How many lines of the material below contain the string "brown"? Reply with the number alone.

(Excerpts of labeled region data)
....
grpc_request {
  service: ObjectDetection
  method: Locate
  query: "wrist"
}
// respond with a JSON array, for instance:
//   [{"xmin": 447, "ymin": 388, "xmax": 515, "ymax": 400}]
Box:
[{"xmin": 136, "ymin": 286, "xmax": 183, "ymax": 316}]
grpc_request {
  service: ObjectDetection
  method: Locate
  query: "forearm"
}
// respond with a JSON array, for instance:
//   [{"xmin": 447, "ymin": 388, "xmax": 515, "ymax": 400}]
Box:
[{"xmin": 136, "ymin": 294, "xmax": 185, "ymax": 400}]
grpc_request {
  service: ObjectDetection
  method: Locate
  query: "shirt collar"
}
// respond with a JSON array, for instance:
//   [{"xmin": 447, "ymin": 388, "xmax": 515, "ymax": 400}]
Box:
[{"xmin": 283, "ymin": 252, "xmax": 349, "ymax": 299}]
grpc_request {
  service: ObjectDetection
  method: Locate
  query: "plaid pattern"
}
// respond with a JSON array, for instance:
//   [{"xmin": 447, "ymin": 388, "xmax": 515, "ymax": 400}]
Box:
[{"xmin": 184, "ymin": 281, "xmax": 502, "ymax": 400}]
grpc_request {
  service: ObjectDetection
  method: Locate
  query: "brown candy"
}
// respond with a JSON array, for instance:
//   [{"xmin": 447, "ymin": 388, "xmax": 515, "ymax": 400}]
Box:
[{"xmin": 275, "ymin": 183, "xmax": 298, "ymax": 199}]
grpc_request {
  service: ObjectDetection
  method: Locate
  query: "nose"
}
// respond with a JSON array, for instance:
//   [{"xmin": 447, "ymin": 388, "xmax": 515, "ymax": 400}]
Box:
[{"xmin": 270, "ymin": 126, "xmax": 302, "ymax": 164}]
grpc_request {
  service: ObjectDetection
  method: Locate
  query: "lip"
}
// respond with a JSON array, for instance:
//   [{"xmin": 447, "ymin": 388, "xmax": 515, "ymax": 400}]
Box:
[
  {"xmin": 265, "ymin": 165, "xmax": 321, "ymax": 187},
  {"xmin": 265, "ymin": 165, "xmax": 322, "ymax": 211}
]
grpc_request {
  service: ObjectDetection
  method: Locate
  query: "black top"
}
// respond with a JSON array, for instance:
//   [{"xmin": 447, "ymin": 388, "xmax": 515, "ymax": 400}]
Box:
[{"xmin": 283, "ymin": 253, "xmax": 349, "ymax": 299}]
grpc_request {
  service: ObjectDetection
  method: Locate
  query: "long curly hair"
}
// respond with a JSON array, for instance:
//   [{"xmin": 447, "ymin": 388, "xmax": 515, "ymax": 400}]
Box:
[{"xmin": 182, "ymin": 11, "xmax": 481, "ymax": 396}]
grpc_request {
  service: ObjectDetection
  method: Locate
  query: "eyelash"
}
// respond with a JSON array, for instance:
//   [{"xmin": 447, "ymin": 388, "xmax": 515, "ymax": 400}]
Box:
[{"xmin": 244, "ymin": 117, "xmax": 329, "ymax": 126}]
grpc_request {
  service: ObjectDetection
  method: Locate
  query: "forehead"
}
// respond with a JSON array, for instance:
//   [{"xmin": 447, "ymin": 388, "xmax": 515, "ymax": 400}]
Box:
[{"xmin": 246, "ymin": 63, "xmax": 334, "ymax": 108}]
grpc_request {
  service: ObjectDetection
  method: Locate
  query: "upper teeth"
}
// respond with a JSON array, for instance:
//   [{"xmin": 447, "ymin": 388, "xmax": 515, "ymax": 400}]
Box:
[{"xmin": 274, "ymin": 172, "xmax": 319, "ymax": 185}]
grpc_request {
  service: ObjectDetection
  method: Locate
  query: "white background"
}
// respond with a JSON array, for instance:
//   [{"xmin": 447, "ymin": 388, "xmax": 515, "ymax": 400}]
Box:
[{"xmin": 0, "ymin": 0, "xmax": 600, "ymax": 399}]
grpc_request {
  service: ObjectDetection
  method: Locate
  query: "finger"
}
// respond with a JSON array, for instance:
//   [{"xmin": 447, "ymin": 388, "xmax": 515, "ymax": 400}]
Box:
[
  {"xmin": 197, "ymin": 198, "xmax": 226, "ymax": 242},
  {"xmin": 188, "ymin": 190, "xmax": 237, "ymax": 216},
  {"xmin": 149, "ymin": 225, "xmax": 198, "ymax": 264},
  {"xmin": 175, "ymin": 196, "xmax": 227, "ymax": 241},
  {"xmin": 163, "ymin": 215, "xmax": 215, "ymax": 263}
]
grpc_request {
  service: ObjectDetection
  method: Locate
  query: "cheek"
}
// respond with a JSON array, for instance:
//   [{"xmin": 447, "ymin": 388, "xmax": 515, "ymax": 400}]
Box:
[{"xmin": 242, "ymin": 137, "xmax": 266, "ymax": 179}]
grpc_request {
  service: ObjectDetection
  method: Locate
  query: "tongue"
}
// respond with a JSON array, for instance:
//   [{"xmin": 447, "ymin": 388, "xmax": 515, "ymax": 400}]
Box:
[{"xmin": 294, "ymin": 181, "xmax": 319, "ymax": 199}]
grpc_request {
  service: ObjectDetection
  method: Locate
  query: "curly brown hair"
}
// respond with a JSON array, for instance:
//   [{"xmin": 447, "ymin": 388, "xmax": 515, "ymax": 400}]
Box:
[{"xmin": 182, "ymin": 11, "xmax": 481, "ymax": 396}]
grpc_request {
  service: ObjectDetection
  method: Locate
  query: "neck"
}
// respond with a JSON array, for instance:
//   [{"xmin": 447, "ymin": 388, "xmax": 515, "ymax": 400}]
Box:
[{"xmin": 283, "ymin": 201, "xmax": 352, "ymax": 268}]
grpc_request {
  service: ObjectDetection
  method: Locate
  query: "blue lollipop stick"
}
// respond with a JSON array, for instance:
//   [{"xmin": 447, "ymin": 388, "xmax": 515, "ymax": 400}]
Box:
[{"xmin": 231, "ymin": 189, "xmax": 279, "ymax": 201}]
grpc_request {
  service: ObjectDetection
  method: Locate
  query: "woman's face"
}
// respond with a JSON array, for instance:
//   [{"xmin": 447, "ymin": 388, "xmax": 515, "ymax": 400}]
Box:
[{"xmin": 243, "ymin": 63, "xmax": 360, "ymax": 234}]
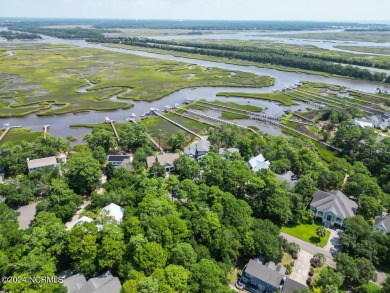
....
• [Solved problem]
2